WHAT THE TASK REQUIRES
Collect every line of the rows below that contains the string "tree", matching case exactly.

DATASET
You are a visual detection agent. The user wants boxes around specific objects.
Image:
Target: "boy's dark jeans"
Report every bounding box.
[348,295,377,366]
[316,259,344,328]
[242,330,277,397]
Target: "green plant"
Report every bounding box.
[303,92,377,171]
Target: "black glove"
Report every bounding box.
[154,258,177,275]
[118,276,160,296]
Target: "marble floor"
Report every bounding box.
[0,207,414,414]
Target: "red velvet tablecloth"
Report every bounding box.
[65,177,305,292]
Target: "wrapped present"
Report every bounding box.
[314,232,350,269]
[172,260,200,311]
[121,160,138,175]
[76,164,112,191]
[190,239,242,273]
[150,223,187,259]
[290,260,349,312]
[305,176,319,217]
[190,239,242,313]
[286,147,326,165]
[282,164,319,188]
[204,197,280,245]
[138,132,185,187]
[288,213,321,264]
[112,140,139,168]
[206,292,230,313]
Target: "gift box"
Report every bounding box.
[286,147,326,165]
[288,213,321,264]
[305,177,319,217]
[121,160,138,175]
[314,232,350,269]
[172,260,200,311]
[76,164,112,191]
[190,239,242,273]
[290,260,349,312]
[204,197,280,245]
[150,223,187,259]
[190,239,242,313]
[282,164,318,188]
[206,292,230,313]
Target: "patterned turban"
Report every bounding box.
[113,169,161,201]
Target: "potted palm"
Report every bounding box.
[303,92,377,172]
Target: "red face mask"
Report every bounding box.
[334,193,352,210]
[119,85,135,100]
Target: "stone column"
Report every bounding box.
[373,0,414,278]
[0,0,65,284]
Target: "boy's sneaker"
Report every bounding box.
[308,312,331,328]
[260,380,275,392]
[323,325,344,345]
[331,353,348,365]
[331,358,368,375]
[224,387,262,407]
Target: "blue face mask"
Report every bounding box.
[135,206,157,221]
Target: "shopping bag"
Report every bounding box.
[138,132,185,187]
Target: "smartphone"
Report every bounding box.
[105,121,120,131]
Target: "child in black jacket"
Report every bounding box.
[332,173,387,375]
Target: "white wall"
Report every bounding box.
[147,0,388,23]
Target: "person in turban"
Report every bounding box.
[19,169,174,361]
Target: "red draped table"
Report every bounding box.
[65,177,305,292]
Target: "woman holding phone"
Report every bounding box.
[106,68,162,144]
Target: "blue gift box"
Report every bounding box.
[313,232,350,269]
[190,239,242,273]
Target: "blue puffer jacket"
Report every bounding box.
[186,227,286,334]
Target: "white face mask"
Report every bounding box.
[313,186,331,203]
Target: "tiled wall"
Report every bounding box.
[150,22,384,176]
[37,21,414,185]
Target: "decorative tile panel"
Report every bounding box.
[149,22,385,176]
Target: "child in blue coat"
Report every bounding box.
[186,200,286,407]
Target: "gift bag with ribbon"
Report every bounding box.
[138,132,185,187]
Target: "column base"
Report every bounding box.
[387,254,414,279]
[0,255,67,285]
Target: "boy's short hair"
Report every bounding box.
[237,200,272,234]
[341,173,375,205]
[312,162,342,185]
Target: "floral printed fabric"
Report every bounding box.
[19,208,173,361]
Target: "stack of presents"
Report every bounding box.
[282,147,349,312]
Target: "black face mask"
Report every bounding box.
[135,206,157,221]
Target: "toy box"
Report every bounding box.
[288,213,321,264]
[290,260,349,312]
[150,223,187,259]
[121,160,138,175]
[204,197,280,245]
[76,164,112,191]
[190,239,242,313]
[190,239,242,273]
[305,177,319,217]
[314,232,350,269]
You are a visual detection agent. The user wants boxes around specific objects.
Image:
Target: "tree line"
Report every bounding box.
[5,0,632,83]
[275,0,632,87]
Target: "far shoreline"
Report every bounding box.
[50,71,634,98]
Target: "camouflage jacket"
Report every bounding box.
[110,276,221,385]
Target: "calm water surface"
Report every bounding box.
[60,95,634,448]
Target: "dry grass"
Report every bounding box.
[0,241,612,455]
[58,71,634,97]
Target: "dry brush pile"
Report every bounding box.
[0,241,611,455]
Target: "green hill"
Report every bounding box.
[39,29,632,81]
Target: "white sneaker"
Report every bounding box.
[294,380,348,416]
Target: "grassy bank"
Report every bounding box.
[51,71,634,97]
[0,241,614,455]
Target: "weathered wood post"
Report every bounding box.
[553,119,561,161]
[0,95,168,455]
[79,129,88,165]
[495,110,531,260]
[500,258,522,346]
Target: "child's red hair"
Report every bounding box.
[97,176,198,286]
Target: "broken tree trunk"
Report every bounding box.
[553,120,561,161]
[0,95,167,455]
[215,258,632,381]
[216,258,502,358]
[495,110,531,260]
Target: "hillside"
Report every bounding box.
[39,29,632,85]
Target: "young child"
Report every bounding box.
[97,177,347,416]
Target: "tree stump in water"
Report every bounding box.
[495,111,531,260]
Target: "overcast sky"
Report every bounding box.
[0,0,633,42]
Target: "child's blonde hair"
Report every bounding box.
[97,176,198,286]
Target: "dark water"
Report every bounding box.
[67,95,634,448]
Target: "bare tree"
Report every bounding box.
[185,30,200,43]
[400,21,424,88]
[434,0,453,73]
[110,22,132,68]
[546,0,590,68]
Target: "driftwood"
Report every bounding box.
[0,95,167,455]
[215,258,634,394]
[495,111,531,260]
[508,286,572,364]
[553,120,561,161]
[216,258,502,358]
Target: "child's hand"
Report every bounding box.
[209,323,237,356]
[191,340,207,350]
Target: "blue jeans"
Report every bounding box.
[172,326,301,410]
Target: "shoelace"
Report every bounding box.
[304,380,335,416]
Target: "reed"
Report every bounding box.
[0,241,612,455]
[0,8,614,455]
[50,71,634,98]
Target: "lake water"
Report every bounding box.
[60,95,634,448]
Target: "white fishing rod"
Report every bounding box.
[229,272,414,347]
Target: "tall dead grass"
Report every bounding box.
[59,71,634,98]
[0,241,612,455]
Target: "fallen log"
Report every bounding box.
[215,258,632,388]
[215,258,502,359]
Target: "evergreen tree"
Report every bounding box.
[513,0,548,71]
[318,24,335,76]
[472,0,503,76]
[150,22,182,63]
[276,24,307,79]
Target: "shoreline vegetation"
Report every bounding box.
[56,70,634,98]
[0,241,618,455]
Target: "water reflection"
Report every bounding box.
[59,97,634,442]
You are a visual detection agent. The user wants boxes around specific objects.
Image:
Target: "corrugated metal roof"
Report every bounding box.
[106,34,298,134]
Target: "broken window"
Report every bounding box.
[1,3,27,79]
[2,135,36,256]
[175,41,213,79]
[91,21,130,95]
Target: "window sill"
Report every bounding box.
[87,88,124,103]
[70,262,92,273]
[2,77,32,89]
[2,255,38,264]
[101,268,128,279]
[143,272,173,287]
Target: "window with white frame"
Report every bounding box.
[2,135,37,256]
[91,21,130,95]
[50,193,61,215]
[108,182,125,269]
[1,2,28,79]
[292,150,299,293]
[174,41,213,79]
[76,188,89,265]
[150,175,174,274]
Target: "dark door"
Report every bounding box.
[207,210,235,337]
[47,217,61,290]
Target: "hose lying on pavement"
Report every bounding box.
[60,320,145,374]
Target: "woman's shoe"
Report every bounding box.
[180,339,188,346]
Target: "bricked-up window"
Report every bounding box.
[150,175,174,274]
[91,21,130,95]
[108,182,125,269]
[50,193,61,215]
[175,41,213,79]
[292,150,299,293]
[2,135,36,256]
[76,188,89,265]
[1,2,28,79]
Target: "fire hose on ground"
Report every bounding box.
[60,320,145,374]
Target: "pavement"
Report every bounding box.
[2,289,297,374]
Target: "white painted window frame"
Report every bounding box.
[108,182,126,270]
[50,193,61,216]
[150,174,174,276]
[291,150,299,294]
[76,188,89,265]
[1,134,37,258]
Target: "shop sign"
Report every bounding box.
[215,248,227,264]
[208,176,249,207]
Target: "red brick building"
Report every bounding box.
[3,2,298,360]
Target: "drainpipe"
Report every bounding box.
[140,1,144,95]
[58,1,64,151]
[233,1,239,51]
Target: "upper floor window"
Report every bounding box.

WRITTEN ANSWER
Target: "tree line"
Target: "broken tree trunk"
Target: "tree stump in water"
Target: "bare tree"
Target: "evergreen tree"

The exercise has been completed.